*Short problem:* Find the line that contains "for: wet leaf"; then retype it and each line after it, exactly, through the final line of the data below.

[Image annotation data]
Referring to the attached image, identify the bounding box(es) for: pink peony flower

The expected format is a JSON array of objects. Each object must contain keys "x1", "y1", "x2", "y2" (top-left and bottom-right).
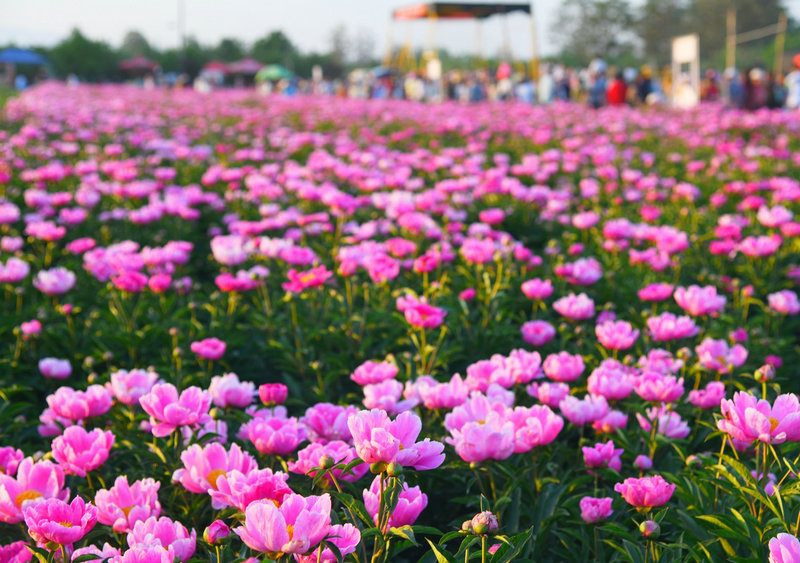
[
  {"x1": 139, "y1": 383, "x2": 211, "y2": 438},
  {"x1": 553, "y1": 293, "x2": 594, "y2": 321},
  {"x1": 208, "y1": 468, "x2": 292, "y2": 512},
  {"x1": 674, "y1": 285, "x2": 725, "y2": 317},
  {"x1": 247, "y1": 417, "x2": 306, "y2": 456},
  {"x1": 695, "y1": 338, "x2": 747, "y2": 374},
  {"x1": 520, "y1": 321, "x2": 556, "y2": 346},
  {"x1": 688, "y1": 381, "x2": 725, "y2": 409},
  {"x1": 23, "y1": 497, "x2": 97, "y2": 547},
  {"x1": 717, "y1": 391, "x2": 800, "y2": 444},
  {"x1": 581, "y1": 440, "x2": 625, "y2": 471},
  {"x1": 208, "y1": 373, "x2": 256, "y2": 408},
  {"x1": 51, "y1": 426, "x2": 114, "y2": 477},
  {"x1": 347, "y1": 409, "x2": 444, "y2": 471},
  {"x1": 350, "y1": 360, "x2": 397, "y2": 385},
  {"x1": 363, "y1": 475, "x2": 428, "y2": 528},
  {"x1": 0, "y1": 457, "x2": 69, "y2": 524},
  {"x1": 47, "y1": 385, "x2": 113, "y2": 421},
  {"x1": 767, "y1": 289, "x2": 800, "y2": 315},
  {"x1": 94, "y1": 475, "x2": 161, "y2": 533},
  {"x1": 633, "y1": 371, "x2": 683, "y2": 403},
  {"x1": 769, "y1": 533, "x2": 800, "y2": 563},
  {"x1": 233, "y1": 494, "x2": 331, "y2": 556},
  {"x1": 191, "y1": 338, "x2": 226, "y2": 360},
  {"x1": 106, "y1": 369, "x2": 159, "y2": 406},
  {"x1": 39, "y1": 358, "x2": 72, "y2": 379},
  {"x1": 578, "y1": 497, "x2": 614, "y2": 524},
  {"x1": 594, "y1": 321, "x2": 639, "y2": 350},
  {"x1": 258, "y1": 383, "x2": 289, "y2": 406},
  {"x1": 542, "y1": 352, "x2": 584, "y2": 382},
  {"x1": 127, "y1": 516, "x2": 197, "y2": 561},
  {"x1": 172, "y1": 443, "x2": 258, "y2": 493},
  {"x1": 614, "y1": 475, "x2": 675, "y2": 510},
  {"x1": 33, "y1": 268, "x2": 75, "y2": 295}
]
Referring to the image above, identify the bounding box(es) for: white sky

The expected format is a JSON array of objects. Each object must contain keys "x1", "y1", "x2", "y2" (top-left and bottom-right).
[{"x1": 0, "y1": 0, "x2": 800, "y2": 57}]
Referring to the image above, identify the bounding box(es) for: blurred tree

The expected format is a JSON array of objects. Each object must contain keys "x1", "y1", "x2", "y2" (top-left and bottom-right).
[
  {"x1": 634, "y1": 0, "x2": 689, "y2": 66},
  {"x1": 685, "y1": 0, "x2": 785, "y2": 68},
  {"x1": 211, "y1": 38, "x2": 245, "y2": 63},
  {"x1": 553, "y1": 0, "x2": 635, "y2": 64},
  {"x1": 250, "y1": 31, "x2": 299, "y2": 69},
  {"x1": 119, "y1": 31, "x2": 155, "y2": 59},
  {"x1": 47, "y1": 29, "x2": 120, "y2": 82}
]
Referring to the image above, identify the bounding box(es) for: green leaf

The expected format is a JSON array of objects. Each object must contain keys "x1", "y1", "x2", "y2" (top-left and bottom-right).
[{"x1": 425, "y1": 538, "x2": 455, "y2": 563}]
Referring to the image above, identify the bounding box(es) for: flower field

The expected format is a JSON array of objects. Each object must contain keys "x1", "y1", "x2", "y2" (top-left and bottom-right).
[{"x1": 0, "y1": 84, "x2": 800, "y2": 563}]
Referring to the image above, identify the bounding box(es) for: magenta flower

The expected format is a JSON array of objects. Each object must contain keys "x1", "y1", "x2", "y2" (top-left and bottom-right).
[
  {"x1": 33, "y1": 268, "x2": 75, "y2": 295},
  {"x1": 581, "y1": 440, "x2": 625, "y2": 471},
  {"x1": 106, "y1": 369, "x2": 159, "y2": 406},
  {"x1": 350, "y1": 360, "x2": 397, "y2": 385},
  {"x1": 127, "y1": 516, "x2": 197, "y2": 561},
  {"x1": 0, "y1": 446, "x2": 25, "y2": 477},
  {"x1": 674, "y1": 285, "x2": 725, "y2": 317},
  {"x1": 47, "y1": 385, "x2": 113, "y2": 421},
  {"x1": 172, "y1": 443, "x2": 258, "y2": 493},
  {"x1": 347, "y1": 409, "x2": 444, "y2": 471},
  {"x1": 94, "y1": 475, "x2": 161, "y2": 533},
  {"x1": 23, "y1": 497, "x2": 97, "y2": 547},
  {"x1": 542, "y1": 352, "x2": 584, "y2": 383},
  {"x1": 579, "y1": 497, "x2": 614, "y2": 524},
  {"x1": 300, "y1": 403, "x2": 358, "y2": 442},
  {"x1": 247, "y1": 417, "x2": 306, "y2": 455},
  {"x1": 769, "y1": 534, "x2": 800, "y2": 563},
  {"x1": 695, "y1": 338, "x2": 747, "y2": 374},
  {"x1": 191, "y1": 338, "x2": 226, "y2": 360},
  {"x1": 289, "y1": 440, "x2": 369, "y2": 484},
  {"x1": 294, "y1": 524, "x2": 361, "y2": 563},
  {"x1": 521, "y1": 278, "x2": 553, "y2": 299},
  {"x1": 0, "y1": 457, "x2": 69, "y2": 524},
  {"x1": 51, "y1": 426, "x2": 114, "y2": 477},
  {"x1": 0, "y1": 541, "x2": 33, "y2": 563},
  {"x1": 208, "y1": 469, "x2": 292, "y2": 512},
  {"x1": 363, "y1": 475, "x2": 428, "y2": 528},
  {"x1": 633, "y1": 371, "x2": 683, "y2": 403},
  {"x1": 614, "y1": 475, "x2": 675, "y2": 510},
  {"x1": 717, "y1": 391, "x2": 800, "y2": 444},
  {"x1": 397, "y1": 295, "x2": 447, "y2": 328},
  {"x1": 594, "y1": 321, "x2": 639, "y2": 350},
  {"x1": 39, "y1": 358, "x2": 72, "y2": 379},
  {"x1": 139, "y1": 383, "x2": 211, "y2": 437},
  {"x1": 553, "y1": 293, "x2": 594, "y2": 321},
  {"x1": 767, "y1": 289, "x2": 800, "y2": 315},
  {"x1": 520, "y1": 321, "x2": 556, "y2": 346},
  {"x1": 258, "y1": 383, "x2": 289, "y2": 407},
  {"x1": 688, "y1": 381, "x2": 725, "y2": 409},
  {"x1": 233, "y1": 494, "x2": 331, "y2": 558},
  {"x1": 208, "y1": 373, "x2": 256, "y2": 408}
]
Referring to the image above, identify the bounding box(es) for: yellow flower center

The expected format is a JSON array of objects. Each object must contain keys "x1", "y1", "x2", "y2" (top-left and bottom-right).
[
  {"x1": 206, "y1": 469, "x2": 225, "y2": 491},
  {"x1": 14, "y1": 489, "x2": 42, "y2": 508}
]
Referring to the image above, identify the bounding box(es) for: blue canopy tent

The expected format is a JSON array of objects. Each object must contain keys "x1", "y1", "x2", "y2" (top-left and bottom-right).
[{"x1": 0, "y1": 47, "x2": 48, "y2": 65}]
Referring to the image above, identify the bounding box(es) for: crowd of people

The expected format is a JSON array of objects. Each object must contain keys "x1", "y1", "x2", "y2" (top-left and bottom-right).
[{"x1": 302, "y1": 54, "x2": 800, "y2": 110}]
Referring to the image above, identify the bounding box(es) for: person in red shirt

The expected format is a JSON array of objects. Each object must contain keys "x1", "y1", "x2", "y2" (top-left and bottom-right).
[{"x1": 607, "y1": 72, "x2": 628, "y2": 106}]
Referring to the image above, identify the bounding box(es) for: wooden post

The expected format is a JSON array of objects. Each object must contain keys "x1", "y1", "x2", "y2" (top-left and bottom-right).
[
  {"x1": 772, "y1": 12, "x2": 787, "y2": 76},
  {"x1": 725, "y1": 7, "x2": 736, "y2": 68},
  {"x1": 531, "y1": 2, "x2": 539, "y2": 80}
]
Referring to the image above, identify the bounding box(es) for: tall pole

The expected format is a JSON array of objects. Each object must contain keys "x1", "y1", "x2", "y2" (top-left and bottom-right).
[
  {"x1": 772, "y1": 12, "x2": 787, "y2": 79},
  {"x1": 531, "y1": 2, "x2": 539, "y2": 80},
  {"x1": 725, "y1": 7, "x2": 736, "y2": 68},
  {"x1": 177, "y1": 0, "x2": 186, "y2": 73}
]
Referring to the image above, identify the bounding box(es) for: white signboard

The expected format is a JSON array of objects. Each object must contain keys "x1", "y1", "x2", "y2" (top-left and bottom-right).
[{"x1": 670, "y1": 33, "x2": 700, "y2": 108}]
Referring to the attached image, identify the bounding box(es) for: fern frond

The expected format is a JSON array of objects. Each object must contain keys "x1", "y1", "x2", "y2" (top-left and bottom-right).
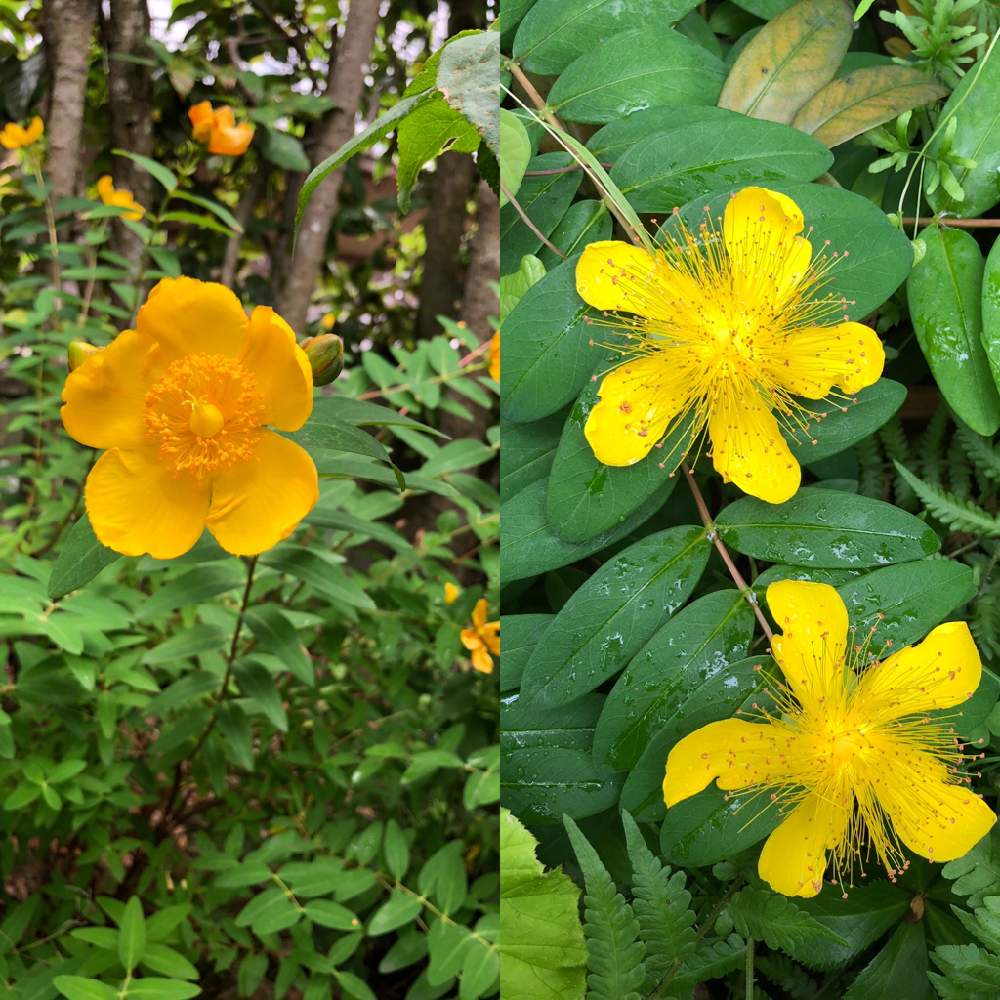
[
  {"x1": 563, "y1": 816, "x2": 646, "y2": 1000},
  {"x1": 896, "y1": 462, "x2": 1000, "y2": 538},
  {"x1": 622, "y1": 812, "x2": 695, "y2": 994}
]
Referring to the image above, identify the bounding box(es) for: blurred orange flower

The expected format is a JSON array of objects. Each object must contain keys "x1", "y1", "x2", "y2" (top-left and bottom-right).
[
  {"x1": 462, "y1": 597, "x2": 500, "y2": 674},
  {"x1": 188, "y1": 101, "x2": 254, "y2": 156}
]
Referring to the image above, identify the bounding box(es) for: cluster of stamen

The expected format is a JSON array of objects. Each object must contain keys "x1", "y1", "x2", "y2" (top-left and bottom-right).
[{"x1": 145, "y1": 354, "x2": 264, "y2": 480}]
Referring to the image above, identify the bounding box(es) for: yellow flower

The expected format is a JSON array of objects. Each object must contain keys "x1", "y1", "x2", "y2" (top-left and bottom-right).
[
  {"x1": 97, "y1": 174, "x2": 146, "y2": 222},
  {"x1": 489, "y1": 330, "x2": 500, "y2": 382},
  {"x1": 576, "y1": 188, "x2": 885, "y2": 503},
  {"x1": 62, "y1": 278, "x2": 318, "y2": 559},
  {"x1": 188, "y1": 101, "x2": 254, "y2": 156},
  {"x1": 663, "y1": 580, "x2": 996, "y2": 896},
  {"x1": 460, "y1": 585, "x2": 500, "y2": 674},
  {"x1": 0, "y1": 115, "x2": 45, "y2": 149}
]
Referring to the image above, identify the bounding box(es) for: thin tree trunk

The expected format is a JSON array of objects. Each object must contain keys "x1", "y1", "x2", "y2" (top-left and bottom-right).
[
  {"x1": 105, "y1": 0, "x2": 153, "y2": 263},
  {"x1": 42, "y1": 0, "x2": 99, "y2": 198},
  {"x1": 417, "y1": 153, "x2": 475, "y2": 338},
  {"x1": 281, "y1": 0, "x2": 379, "y2": 332}
]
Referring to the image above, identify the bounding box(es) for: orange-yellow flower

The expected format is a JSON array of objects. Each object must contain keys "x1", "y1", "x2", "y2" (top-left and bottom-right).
[
  {"x1": 0, "y1": 115, "x2": 45, "y2": 149},
  {"x1": 62, "y1": 278, "x2": 318, "y2": 559},
  {"x1": 188, "y1": 101, "x2": 254, "y2": 156},
  {"x1": 488, "y1": 330, "x2": 500, "y2": 382},
  {"x1": 461, "y1": 597, "x2": 500, "y2": 674},
  {"x1": 576, "y1": 188, "x2": 885, "y2": 503},
  {"x1": 663, "y1": 580, "x2": 996, "y2": 896},
  {"x1": 97, "y1": 174, "x2": 146, "y2": 222}
]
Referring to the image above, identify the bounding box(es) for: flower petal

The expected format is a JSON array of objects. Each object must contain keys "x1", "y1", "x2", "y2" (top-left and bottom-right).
[
  {"x1": 767, "y1": 580, "x2": 849, "y2": 709},
  {"x1": 136, "y1": 278, "x2": 250, "y2": 361},
  {"x1": 757, "y1": 795, "x2": 851, "y2": 896},
  {"x1": 766, "y1": 323, "x2": 885, "y2": 399},
  {"x1": 663, "y1": 719, "x2": 791, "y2": 806},
  {"x1": 84, "y1": 450, "x2": 210, "y2": 559},
  {"x1": 858, "y1": 622, "x2": 983, "y2": 721},
  {"x1": 240, "y1": 306, "x2": 313, "y2": 431},
  {"x1": 875, "y1": 748, "x2": 997, "y2": 861},
  {"x1": 708, "y1": 386, "x2": 802, "y2": 503},
  {"x1": 583, "y1": 348, "x2": 692, "y2": 466},
  {"x1": 62, "y1": 330, "x2": 163, "y2": 448},
  {"x1": 208, "y1": 431, "x2": 319, "y2": 556}
]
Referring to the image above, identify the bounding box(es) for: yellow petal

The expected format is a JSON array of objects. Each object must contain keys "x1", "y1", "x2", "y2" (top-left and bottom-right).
[
  {"x1": 708, "y1": 387, "x2": 802, "y2": 503},
  {"x1": 136, "y1": 278, "x2": 250, "y2": 361},
  {"x1": 240, "y1": 306, "x2": 313, "y2": 431},
  {"x1": 765, "y1": 323, "x2": 885, "y2": 399},
  {"x1": 757, "y1": 795, "x2": 851, "y2": 896},
  {"x1": 875, "y1": 748, "x2": 997, "y2": 861},
  {"x1": 62, "y1": 330, "x2": 162, "y2": 448},
  {"x1": 858, "y1": 622, "x2": 983, "y2": 720},
  {"x1": 583, "y1": 356, "x2": 691, "y2": 466},
  {"x1": 84, "y1": 450, "x2": 209, "y2": 559},
  {"x1": 767, "y1": 580, "x2": 848, "y2": 709},
  {"x1": 208, "y1": 431, "x2": 319, "y2": 556},
  {"x1": 663, "y1": 719, "x2": 791, "y2": 806}
]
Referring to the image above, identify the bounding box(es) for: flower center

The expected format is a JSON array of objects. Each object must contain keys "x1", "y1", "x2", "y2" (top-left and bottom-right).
[{"x1": 145, "y1": 354, "x2": 265, "y2": 480}]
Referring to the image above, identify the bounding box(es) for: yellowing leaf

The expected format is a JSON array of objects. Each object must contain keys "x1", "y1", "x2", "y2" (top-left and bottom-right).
[
  {"x1": 719, "y1": 0, "x2": 853, "y2": 124},
  {"x1": 792, "y1": 66, "x2": 948, "y2": 148}
]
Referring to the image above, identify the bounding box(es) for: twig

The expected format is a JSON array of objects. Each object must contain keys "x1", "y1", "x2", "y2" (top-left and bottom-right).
[
  {"x1": 500, "y1": 181, "x2": 566, "y2": 260},
  {"x1": 684, "y1": 465, "x2": 774, "y2": 639}
]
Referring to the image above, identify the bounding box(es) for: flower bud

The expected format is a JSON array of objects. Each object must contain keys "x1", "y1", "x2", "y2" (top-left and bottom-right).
[
  {"x1": 66, "y1": 340, "x2": 101, "y2": 371},
  {"x1": 302, "y1": 333, "x2": 344, "y2": 385}
]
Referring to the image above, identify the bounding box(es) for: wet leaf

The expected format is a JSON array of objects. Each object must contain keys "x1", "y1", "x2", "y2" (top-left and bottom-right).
[
  {"x1": 719, "y1": 0, "x2": 854, "y2": 123},
  {"x1": 521, "y1": 525, "x2": 709, "y2": 707},
  {"x1": 906, "y1": 227, "x2": 1000, "y2": 437},
  {"x1": 792, "y1": 65, "x2": 948, "y2": 147},
  {"x1": 716, "y1": 486, "x2": 941, "y2": 568},
  {"x1": 548, "y1": 27, "x2": 725, "y2": 122}
]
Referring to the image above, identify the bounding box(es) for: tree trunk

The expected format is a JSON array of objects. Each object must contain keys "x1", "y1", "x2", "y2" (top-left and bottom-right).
[
  {"x1": 105, "y1": 0, "x2": 153, "y2": 264},
  {"x1": 417, "y1": 153, "x2": 475, "y2": 338},
  {"x1": 280, "y1": 0, "x2": 379, "y2": 333},
  {"x1": 42, "y1": 0, "x2": 99, "y2": 198}
]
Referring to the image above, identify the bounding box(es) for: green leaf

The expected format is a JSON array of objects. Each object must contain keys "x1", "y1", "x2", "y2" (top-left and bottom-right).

*Finished exercise:*
Referring to the image above, identify the bounding box(es) for: wet leaf

The expected format is a JSON array of objects. Each object must contain keys "x1", "y1", "x2", "y2" (top-left and bottom-right).
[
  {"x1": 719, "y1": 0, "x2": 854, "y2": 123},
  {"x1": 521, "y1": 525, "x2": 709, "y2": 707},
  {"x1": 906, "y1": 227, "x2": 1000, "y2": 437},
  {"x1": 792, "y1": 65, "x2": 948, "y2": 147},
  {"x1": 716, "y1": 486, "x2": 941, "y2": 568},
  {"x1": 548, "y1": 27, "x2": 725, "y2": 122}
]
Referring to the image above, identify the bounding box(es) for: tree trunk

The expected format is a JSON array of objects. Each object must contain keys "x1", "y1", "x2", "y2" (top-left and bottom-right).
[
  {"x1": 105, "y1": 0, "x2": 153, "y2": 264},
  {"x1": 417, "y1": 153, "x2": 475, "y2": 338},
  {"x1": 280, "y1": 0, "x2": 379, "y2": 333},
  {"x1": 42, "y1": 0, "x2": 99, "y2": 198}
]
Referring to the image above, identify the bounding box(es) for: green leaf

The expected format is a JSON array of objects. Each object must contain keys "x1", "y1", "x2", "y2" (top-left and bottom-right).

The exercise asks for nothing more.